● The exercise
Rewrite the listing from the line containing "Data-curation step: identify every blurred" through the end of the listing, inclusive, replacing "annotate" with "label" and leaving everything else unchanged.

______

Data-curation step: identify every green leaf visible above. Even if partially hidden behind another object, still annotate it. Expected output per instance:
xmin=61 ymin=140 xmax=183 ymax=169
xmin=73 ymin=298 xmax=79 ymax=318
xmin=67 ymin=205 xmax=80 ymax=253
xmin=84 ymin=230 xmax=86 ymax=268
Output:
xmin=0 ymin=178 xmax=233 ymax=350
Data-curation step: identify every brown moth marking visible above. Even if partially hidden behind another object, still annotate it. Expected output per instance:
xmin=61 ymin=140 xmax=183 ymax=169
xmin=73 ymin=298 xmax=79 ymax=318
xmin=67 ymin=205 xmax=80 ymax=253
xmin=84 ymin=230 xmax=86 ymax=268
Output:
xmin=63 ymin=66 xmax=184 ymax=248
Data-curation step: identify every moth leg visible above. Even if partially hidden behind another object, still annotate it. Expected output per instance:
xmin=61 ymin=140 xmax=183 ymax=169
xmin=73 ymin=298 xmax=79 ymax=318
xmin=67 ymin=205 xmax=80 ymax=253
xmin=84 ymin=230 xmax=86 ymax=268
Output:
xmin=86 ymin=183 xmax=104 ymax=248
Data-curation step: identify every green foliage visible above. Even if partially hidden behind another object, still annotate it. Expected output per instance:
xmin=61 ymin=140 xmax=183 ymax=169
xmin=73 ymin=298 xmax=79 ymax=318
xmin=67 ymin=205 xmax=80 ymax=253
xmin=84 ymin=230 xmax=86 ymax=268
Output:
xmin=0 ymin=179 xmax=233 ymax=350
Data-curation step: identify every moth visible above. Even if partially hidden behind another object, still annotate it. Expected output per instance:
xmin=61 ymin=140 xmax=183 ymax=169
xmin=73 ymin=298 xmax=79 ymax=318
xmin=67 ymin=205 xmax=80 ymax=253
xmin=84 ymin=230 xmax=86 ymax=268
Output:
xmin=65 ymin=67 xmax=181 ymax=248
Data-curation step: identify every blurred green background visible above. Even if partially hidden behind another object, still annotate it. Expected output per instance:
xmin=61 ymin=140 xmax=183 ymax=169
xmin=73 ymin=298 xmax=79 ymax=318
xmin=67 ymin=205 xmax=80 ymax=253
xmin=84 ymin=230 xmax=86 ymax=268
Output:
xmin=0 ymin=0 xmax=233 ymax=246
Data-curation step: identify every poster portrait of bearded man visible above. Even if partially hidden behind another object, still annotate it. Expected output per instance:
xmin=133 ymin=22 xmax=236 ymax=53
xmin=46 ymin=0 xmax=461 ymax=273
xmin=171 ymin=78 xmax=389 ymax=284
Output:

______

● Answer for this exercise
Data-curation step: identify every blurred green background visible above. Even if partially hidden behind another object, still label it. Expected output per instance:
xmin=61 ymin=140 xmax=183 ymax=169
xmin=73 ymin=298 xmax=79 ymax=318
xmin=67 ymin=205 xmax=80 ymax=253
xmin=84 ymin=230 xmax=86 ymax=268
Output:
xmin=0 ymin=0 xmax=233 ymax=246
Data-curation step: identify every poster portrait of bearded man visible above. Even if partially hidden behind another object, still label it. Expected output per instance:
xmin=133 ymin=22 xmax=236 ymax=53
xmin=46 ymin=0 xmax=461 ymax=273
xmin=171 ymin=78 xmax=389 ymax=284
Output:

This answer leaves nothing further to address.